### THE REQUEST
Copy out, word for word, the stretch from the start of the records through the line that contains "column 295, row 150". Leave the pictures out of your answer.

Lines of data

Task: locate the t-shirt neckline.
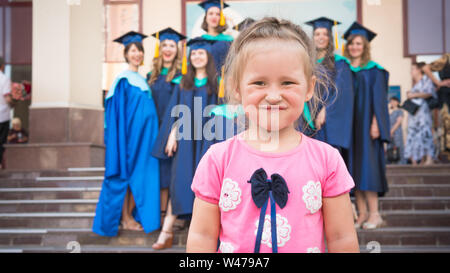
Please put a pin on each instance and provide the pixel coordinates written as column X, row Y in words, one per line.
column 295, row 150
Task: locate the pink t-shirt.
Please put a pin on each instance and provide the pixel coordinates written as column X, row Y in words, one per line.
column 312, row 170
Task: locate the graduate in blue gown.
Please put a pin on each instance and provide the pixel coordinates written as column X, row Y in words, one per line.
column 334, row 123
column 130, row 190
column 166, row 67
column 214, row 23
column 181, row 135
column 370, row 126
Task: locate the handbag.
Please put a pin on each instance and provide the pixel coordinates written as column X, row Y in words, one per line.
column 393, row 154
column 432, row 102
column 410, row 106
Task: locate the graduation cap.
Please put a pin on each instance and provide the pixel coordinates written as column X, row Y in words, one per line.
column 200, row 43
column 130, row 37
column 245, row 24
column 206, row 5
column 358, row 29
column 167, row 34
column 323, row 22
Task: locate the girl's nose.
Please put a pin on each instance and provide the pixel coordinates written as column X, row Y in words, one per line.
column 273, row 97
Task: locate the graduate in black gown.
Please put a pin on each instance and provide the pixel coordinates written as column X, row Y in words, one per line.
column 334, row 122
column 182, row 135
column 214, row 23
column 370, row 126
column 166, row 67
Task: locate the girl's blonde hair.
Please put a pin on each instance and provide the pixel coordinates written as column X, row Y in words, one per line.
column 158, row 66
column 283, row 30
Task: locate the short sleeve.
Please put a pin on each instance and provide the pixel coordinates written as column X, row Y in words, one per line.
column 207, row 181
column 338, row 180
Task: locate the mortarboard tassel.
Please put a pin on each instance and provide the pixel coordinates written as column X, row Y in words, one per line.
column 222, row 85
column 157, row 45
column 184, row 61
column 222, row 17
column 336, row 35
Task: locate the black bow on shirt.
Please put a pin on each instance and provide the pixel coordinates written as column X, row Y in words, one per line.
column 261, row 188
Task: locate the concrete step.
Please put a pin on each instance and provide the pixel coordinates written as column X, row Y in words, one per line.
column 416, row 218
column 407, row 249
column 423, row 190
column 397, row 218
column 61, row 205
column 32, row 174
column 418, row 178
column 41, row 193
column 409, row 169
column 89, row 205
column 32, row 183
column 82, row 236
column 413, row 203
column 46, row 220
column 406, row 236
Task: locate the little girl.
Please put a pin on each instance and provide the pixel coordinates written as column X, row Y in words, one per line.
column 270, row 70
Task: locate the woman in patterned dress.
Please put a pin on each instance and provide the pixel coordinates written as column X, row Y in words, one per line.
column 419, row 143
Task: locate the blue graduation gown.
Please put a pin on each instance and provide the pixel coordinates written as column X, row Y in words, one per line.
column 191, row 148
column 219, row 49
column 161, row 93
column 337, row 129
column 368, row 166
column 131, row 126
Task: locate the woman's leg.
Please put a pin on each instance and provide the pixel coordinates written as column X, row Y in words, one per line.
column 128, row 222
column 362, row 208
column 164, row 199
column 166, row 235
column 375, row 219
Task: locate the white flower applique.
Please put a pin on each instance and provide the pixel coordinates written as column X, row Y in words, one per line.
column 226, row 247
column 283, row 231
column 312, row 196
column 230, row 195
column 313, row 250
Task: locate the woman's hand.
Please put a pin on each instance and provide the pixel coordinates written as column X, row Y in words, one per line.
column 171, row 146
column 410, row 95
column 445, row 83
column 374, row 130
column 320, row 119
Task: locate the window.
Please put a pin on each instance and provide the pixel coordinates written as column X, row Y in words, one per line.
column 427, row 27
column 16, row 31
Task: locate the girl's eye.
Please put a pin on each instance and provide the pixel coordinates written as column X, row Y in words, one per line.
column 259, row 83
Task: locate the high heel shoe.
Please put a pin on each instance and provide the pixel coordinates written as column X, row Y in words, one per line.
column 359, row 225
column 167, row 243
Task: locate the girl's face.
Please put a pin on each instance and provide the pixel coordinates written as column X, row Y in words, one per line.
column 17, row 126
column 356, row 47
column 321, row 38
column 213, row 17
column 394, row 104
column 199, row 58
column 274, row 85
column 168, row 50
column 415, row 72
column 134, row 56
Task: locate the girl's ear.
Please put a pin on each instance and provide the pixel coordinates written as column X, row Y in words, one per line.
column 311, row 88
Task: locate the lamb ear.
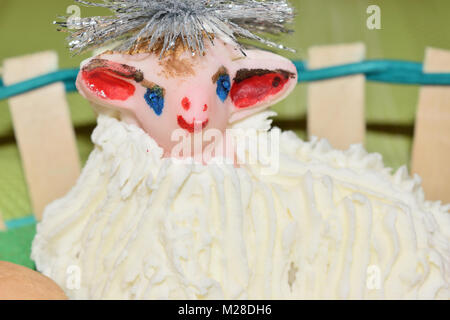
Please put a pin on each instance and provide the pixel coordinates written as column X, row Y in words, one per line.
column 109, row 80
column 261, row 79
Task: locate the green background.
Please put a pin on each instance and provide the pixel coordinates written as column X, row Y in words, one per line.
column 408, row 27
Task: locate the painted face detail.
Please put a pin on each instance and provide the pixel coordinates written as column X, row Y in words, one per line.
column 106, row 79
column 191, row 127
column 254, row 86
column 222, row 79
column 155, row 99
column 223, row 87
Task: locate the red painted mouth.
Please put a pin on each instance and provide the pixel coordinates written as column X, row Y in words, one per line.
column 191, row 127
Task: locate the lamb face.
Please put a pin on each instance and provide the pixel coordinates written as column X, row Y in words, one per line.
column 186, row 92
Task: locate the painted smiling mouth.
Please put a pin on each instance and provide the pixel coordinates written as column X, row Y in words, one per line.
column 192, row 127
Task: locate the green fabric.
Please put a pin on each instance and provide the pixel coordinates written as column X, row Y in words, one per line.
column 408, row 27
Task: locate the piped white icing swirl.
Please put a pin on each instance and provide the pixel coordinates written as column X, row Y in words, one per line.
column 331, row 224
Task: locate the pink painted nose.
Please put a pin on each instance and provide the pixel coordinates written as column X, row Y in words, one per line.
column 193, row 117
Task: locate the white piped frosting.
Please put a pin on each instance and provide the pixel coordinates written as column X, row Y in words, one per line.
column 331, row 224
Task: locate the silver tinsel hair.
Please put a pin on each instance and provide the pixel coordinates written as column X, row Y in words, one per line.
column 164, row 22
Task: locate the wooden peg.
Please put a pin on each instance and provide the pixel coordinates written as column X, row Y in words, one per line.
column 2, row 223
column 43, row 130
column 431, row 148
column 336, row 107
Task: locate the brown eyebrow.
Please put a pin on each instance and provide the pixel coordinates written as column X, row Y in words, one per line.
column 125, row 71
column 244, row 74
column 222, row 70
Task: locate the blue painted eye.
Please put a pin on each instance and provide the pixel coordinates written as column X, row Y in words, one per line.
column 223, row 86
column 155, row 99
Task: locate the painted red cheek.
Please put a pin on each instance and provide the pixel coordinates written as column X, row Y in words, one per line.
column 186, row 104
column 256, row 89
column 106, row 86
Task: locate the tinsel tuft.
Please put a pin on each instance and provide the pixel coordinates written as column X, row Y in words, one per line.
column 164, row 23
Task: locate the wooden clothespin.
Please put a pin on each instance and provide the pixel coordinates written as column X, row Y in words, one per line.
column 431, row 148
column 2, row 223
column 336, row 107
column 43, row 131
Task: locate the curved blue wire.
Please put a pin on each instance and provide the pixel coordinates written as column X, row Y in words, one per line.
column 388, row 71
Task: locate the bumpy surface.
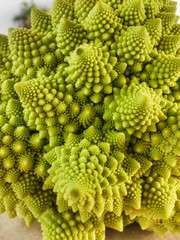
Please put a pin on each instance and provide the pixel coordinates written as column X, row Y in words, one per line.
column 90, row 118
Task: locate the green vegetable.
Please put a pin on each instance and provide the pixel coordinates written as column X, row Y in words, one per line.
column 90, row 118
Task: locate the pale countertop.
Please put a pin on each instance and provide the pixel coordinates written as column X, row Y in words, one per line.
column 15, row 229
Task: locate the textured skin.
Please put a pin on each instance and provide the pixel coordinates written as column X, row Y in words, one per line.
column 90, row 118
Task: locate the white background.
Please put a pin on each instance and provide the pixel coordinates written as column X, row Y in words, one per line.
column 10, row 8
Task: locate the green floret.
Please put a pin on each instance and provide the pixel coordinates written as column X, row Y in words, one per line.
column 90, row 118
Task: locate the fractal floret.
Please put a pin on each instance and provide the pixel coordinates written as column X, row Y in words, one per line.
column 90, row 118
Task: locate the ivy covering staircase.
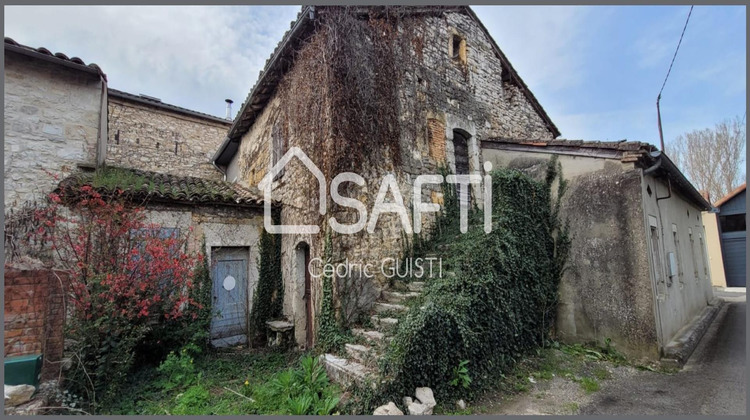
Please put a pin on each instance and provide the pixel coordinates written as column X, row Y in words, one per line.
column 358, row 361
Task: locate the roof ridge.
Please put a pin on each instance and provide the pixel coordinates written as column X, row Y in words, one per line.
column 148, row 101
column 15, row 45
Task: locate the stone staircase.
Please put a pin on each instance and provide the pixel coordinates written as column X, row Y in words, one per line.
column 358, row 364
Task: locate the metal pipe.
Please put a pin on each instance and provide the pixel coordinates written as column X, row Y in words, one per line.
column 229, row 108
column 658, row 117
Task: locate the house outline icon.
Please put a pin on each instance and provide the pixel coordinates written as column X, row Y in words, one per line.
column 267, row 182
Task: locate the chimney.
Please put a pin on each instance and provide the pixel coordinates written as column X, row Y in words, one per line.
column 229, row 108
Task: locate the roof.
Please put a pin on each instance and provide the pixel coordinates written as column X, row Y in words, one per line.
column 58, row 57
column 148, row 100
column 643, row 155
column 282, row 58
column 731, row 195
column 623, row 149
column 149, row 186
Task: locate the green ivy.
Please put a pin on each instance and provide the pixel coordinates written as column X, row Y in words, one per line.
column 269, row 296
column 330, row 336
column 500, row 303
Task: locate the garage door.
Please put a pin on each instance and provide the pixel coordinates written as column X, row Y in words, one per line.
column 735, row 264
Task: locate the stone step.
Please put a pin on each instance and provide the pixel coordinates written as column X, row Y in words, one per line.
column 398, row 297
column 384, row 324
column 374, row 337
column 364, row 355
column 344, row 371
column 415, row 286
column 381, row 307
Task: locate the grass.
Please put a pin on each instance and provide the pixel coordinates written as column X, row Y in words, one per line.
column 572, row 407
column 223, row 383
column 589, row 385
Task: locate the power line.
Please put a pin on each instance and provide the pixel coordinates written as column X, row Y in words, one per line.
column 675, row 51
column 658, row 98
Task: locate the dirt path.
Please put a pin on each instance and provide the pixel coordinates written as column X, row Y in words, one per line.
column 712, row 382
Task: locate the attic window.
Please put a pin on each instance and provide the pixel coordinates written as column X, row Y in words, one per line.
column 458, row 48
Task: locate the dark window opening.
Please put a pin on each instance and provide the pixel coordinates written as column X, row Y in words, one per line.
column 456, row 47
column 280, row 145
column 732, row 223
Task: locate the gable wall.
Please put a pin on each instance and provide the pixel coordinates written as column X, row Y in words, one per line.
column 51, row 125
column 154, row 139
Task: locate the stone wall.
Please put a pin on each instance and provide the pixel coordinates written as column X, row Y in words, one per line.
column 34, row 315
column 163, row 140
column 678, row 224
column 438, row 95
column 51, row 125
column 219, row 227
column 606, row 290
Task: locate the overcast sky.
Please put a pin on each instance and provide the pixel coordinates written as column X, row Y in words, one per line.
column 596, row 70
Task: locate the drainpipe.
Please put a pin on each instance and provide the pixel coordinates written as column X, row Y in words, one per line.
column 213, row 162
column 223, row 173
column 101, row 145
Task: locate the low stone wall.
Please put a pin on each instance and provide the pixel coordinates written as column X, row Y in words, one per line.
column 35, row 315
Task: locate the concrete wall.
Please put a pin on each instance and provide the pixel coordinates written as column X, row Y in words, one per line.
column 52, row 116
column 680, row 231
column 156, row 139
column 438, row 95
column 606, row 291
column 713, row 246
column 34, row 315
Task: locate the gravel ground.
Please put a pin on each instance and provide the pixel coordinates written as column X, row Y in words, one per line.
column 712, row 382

### OUTPUT FOR THIS EXERCISE
Task: locate the t-shirt neckline.
Please put a pin on each instance and provide the pixel coordinates written as column X, row Y in words, one per line.
column 295, row 150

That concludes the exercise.